# DESCRIPTION OF THE TASK:
Each line from the one containing "Drop a marker on the wooden park" through the end of the data must be retyped exactly, and no other line.
═════ THE INPUT ═════
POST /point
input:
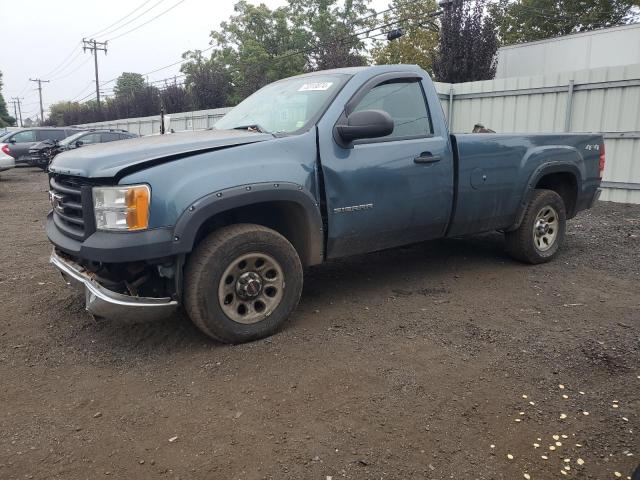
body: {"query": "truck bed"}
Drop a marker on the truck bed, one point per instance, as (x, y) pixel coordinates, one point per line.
(494, 172)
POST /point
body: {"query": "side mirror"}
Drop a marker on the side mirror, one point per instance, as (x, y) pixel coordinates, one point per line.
(366, 124)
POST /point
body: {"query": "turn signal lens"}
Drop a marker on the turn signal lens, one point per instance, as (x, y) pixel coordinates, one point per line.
(122, 208)
(138, 207)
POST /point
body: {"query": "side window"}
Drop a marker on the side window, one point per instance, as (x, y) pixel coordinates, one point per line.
(405, 102)
(25, 136)
(51, 134)
(110, 137)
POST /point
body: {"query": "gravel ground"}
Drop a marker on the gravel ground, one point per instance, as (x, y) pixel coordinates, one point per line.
(411, 363)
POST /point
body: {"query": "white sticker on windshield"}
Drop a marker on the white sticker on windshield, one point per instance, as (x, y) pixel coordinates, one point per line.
(316, 86)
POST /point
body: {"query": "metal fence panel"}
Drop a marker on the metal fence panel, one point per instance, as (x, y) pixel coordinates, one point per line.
(603, 100)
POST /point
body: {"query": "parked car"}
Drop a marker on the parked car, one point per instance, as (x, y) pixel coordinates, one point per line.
(41, 154)
(6, 161)
(309, 168)
(21, 141)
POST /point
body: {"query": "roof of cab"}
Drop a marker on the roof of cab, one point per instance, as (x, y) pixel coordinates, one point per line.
(374, 69)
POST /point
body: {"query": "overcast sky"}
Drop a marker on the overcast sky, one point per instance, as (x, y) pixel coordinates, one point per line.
(38, 35)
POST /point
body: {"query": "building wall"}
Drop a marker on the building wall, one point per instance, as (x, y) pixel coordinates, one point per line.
(607, 47)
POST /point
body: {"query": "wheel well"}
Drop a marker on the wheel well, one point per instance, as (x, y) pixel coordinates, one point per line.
(565, 185)
(287, 218)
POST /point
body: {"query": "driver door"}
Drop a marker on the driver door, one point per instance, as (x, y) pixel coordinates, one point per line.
(393, 190)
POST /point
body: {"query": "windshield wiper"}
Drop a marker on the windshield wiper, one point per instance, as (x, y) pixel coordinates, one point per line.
(254, 127)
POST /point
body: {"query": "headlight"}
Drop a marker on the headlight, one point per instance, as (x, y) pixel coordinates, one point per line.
(122, 208)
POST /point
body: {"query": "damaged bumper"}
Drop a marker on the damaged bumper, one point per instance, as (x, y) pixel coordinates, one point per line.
(102, 302)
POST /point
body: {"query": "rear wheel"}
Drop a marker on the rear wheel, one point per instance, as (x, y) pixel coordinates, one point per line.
(542, 230)
(242, 282)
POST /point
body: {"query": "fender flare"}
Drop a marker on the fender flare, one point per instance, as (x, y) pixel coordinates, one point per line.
(546, 168)
(190, 221)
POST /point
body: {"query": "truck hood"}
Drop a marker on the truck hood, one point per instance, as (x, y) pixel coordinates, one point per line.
(107, 160)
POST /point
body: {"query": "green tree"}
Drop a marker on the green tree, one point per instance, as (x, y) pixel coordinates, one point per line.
(334, 31)
(468, 44)
(254, 46)
(530, 20)
(208, 81)
(419, 44)
(6, 120)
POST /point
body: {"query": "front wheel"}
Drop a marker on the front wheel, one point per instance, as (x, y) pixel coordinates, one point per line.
(242, 282)
(542, 230)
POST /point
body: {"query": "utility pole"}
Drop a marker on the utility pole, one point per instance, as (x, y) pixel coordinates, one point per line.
(18, 114)
(94, 46)
(40, 82)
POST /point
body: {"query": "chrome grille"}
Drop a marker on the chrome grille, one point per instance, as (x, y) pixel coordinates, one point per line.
(71, 202)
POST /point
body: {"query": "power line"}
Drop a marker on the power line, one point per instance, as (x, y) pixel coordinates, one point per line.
(94, 47)
(99, 32)
(57, 68)
(40, 82)
(354, 38)
(109, 32)
(86, 60)
(147, 22)
(18, 113)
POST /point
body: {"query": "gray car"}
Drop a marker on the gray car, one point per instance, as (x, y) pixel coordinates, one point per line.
(19, 142)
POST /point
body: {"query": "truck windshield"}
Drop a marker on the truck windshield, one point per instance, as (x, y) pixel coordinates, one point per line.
(284, 106)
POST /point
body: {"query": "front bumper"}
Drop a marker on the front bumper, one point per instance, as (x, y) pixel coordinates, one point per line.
(102, 302)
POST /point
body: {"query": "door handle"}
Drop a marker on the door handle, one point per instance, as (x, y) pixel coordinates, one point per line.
(426, 157)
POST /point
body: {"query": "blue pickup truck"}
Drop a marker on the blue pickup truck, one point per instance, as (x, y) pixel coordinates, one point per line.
(318, 166)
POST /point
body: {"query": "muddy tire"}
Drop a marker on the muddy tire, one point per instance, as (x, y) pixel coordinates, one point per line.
(542, 230)
(242, 282)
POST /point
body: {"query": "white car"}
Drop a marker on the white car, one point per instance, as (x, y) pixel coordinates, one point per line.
(6, 160)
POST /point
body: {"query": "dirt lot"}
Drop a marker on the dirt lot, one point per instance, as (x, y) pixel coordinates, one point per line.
(409, 363)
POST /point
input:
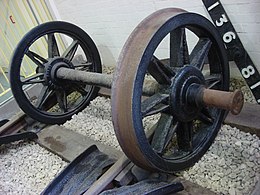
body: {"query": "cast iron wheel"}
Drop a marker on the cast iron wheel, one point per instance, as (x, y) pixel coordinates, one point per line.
(184, 129)
(41, 51)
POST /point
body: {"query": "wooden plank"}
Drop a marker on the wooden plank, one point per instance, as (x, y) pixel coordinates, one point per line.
(193, 189)
(68, 144)
(248, 120)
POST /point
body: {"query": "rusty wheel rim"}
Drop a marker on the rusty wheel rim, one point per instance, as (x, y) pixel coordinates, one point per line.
(128, 108)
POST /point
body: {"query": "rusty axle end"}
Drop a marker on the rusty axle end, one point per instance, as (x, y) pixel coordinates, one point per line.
(232, 101)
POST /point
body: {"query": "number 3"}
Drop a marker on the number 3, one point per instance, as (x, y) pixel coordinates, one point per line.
(221, 20)
(247, 72)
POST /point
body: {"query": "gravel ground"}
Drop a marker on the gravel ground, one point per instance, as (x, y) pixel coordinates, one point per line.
(27, 168)
(231, 166)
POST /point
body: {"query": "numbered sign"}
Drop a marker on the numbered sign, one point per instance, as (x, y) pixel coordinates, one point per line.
(236, 51)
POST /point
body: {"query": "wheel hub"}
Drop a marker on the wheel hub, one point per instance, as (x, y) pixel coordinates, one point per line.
(51, 69)
(183, 105)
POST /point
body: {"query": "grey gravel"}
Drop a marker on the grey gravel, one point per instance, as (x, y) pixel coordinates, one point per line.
(27, 168)
(231, 166)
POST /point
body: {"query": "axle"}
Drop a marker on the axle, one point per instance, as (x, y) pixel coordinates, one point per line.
(232, 101)
(101, 80)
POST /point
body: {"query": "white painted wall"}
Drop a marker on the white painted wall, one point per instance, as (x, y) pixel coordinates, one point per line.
(109, 22)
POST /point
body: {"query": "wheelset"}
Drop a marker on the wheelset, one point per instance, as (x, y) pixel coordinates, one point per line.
(161, 75)
(187, 121)
(38, 55)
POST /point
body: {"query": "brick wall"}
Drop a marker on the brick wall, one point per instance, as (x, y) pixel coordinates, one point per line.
(109, 22)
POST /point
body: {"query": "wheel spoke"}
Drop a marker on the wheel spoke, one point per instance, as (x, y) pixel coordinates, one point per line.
(71, 50)
(36, 58)
(152, 105)
(87, 65)
(37, 78)
(53, 49)
(213, 80)
(43, 96)
(184, 136)
(161, 72)
(179, 53)
(200, 53)
(163, 133)
(62, 99)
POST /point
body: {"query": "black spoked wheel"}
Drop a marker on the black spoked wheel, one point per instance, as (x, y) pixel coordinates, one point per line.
(184, 128)
(42, 50)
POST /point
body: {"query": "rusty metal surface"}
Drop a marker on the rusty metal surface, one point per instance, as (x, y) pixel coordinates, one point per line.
(99, 185)
(80, 174)
(128, 110)
(98, 79)
(90, 78)
(126, 72)
(232, 101)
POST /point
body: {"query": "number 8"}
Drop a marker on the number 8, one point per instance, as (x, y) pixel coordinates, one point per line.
(247, 72)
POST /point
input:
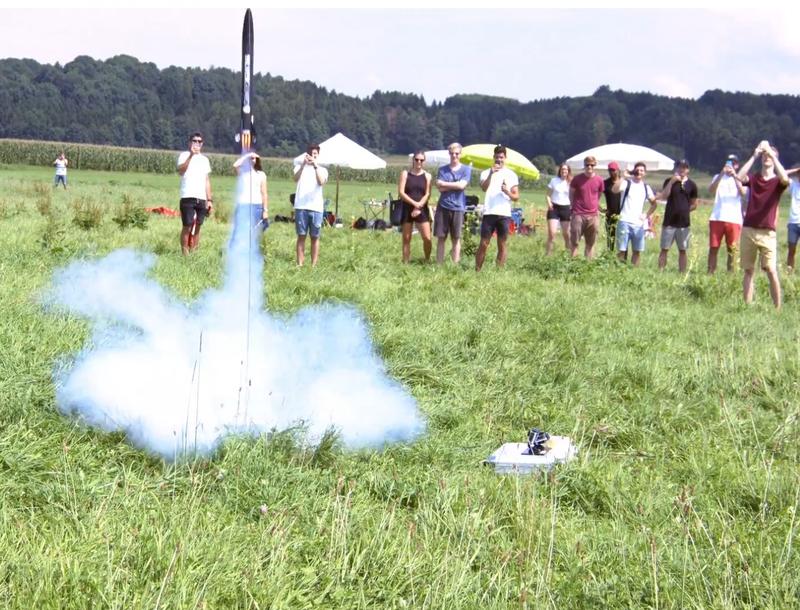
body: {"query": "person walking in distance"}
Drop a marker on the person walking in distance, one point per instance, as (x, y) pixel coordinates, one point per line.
(196, 199)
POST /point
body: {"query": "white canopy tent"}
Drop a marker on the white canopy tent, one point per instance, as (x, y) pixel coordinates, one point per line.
(434, 158)
(341, 151)
(624, 154)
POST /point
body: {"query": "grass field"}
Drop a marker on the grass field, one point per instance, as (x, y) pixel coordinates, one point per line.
(683, 402)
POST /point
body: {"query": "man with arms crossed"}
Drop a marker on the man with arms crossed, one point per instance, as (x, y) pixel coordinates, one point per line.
(758, 227)
(196, 200)
(501, 186)
(584, 192)
(309, 204)
(726, 216)
(632, 224)
(681, 195)
(451, 181)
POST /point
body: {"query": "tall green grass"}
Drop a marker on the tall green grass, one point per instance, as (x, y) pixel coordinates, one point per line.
(683, 402)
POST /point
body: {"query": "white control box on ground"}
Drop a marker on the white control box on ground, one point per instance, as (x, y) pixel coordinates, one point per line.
(514, 457)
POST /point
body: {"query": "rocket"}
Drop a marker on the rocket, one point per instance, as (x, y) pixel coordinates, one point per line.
(247, 133)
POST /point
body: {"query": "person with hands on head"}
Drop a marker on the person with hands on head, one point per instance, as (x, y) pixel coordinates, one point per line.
(196, 200)
(559, 210)
(680, 193)
(452, 181)
(726, 215)
(633, 223)
(793, 225)
(414, 190)
(501, 186)
(309, 204)
(252, 201)
(760, 216)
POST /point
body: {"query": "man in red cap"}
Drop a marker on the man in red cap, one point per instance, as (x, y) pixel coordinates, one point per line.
(612, 205)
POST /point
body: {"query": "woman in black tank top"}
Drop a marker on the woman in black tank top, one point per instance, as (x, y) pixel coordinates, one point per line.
(414, 190)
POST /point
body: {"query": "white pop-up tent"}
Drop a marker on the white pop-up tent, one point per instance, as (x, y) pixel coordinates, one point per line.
(624, 154)
(341, 151)
(435, 158)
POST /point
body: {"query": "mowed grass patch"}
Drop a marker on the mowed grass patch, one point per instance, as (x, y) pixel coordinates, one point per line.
(681, 399)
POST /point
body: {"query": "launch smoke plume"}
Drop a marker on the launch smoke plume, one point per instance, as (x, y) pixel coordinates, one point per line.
(177, 379)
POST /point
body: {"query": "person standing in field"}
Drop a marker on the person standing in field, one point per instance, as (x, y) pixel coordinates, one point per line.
(559, 210)
(612, 205)
(196, 199)
(452, 181)
(309, 204)
(761, 214)
(61, 171)
(793, 227)
(633, 222)
(680, 193)
(584, 193)
(414, 190)
(726, 216)
(252, 202)
(501, 186)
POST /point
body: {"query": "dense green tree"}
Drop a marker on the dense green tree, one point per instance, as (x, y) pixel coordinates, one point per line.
(126, 102)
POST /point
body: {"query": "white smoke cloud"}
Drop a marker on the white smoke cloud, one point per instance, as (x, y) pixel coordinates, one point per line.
(177, 379)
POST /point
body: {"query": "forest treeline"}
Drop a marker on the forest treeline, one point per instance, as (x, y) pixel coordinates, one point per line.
(125, 102)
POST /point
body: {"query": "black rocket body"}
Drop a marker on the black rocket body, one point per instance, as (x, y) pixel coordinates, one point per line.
(247, 134)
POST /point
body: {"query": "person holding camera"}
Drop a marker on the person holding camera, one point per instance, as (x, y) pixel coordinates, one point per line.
(309, 204)
(760, 216)
(726, 216)
(196, 200)
(501, 186)
(252, 202)
(680, 192)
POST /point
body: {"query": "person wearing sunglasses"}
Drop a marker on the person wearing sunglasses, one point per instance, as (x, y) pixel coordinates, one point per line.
(196, 199)
(414, 190)
(584, 193)
(452, 181)
(633, 220)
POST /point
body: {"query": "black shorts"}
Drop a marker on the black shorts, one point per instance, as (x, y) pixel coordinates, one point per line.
(424, 216)
(491, 223)
(191, 206)
(562, 213)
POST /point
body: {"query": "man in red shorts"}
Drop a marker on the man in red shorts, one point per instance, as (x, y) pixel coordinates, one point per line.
(726, 216)
(584, 192)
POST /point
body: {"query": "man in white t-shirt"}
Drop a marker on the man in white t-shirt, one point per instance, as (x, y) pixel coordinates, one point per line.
(793, 227)
(309, 204)
(61, 171)
(196, 200)
(726, 216)
(501, 186)
(633, 223)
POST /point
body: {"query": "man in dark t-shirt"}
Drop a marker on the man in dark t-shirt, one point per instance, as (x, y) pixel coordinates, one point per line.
(613, 201)
(680, 193)
(758, 227)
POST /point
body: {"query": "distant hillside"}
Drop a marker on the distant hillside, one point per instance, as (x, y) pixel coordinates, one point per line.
(125, 102)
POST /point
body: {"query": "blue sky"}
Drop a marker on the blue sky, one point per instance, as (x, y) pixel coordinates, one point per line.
(524, 54)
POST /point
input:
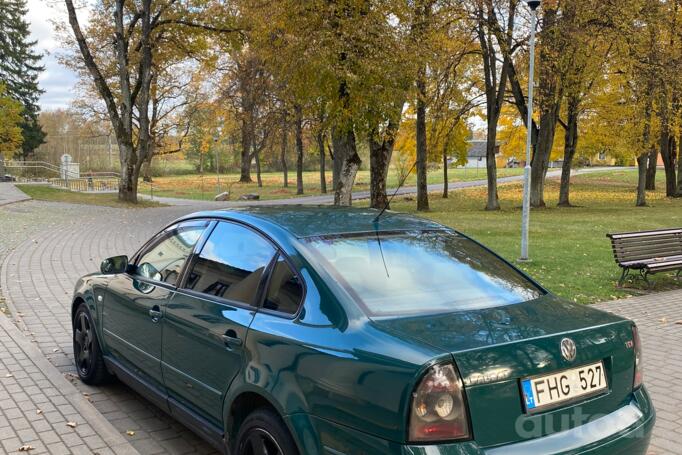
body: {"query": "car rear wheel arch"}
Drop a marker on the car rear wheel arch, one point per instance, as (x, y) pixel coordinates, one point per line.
(241, 407)
(78, 301)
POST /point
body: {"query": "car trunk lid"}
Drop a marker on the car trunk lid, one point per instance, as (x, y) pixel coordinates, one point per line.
(496, 348)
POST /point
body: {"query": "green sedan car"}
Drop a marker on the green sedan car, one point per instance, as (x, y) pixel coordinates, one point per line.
(321, 330)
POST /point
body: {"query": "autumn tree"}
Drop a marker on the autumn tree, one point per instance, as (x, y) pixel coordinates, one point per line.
(122, 72)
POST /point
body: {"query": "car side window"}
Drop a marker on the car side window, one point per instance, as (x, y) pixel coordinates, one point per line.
(164, 260)
(231, 264)
(285, 290)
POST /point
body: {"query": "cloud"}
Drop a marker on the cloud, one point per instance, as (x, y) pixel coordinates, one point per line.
(57, 81)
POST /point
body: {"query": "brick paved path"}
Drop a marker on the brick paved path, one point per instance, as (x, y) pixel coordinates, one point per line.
(41, 409)
(60, 243)
(37, 277)
(659, 318)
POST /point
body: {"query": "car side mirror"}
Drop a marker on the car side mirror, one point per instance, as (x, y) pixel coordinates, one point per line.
(114, 265)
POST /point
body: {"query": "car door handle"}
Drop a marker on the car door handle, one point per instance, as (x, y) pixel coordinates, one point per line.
(231, 339)
(155, 313)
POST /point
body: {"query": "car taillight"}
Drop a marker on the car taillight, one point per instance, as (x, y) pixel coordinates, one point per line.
(639, 374)
(438, 409)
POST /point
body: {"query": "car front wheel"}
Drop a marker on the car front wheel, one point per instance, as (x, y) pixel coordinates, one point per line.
(264, 433)
(86, 350)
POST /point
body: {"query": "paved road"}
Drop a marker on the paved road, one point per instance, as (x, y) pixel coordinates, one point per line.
(360, 195)
(46, 246)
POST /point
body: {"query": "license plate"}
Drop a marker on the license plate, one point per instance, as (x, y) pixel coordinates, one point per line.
(552, 389)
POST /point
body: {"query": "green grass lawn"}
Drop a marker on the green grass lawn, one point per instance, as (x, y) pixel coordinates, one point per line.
(206, 187)
(47, 193)
(570, 253)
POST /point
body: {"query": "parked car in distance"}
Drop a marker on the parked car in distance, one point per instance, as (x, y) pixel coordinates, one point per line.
(322, 330)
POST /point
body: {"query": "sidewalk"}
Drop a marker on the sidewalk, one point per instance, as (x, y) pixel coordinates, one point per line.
(41, 412)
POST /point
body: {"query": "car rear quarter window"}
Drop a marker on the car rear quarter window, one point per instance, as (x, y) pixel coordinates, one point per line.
(420, 272)
(231, 264)
(285, 290)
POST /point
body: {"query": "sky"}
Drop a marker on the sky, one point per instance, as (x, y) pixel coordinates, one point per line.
(57, 81)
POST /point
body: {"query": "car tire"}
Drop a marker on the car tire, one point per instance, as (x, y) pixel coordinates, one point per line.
(263, 432)
(86, 351)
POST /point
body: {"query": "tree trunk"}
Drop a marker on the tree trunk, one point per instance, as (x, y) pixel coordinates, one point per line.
(321, 151)
(445, 171)
(641, 180)
(348, 161)
(127, 187)
(258, 175)
(678, 190)
(540, 161)
(493, 202)
(651, 170)
(283, 151)
(570, 146)
(147, 169)
(667, 147)
(669, 164)
(379, 160)
(422, 151)
(380, 152)
(246, 156)
(299, 150)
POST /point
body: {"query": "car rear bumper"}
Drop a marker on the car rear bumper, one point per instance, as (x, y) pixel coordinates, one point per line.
(625, 431)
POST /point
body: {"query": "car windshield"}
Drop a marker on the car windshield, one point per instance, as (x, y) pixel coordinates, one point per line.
(420, 272)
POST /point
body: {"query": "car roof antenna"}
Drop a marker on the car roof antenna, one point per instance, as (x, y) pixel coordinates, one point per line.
(400, 185)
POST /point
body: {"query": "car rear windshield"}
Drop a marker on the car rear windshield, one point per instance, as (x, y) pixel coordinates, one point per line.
(420, 272)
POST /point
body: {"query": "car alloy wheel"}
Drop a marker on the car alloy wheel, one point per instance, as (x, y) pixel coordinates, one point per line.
(259, 442)
(83, 336)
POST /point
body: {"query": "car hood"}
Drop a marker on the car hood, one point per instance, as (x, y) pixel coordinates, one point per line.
(473, 329)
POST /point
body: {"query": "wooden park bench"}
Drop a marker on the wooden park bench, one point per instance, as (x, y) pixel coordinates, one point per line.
(648, 252)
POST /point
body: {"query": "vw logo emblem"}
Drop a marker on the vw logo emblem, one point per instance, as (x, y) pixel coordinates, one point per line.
(568, 349)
═════
# YOUR RESPONSE:
Drop a marker on the wooden park bench, one point per instance, as (x, y) pixel coordinates, one point per line.
(648, 252)
POST /point
body: {"query": "vw logo emblem"}
Drop a marker on the vw logo emblem, one point per instance, as (x, y) pixel coordinates, one point per line.
(568, 349)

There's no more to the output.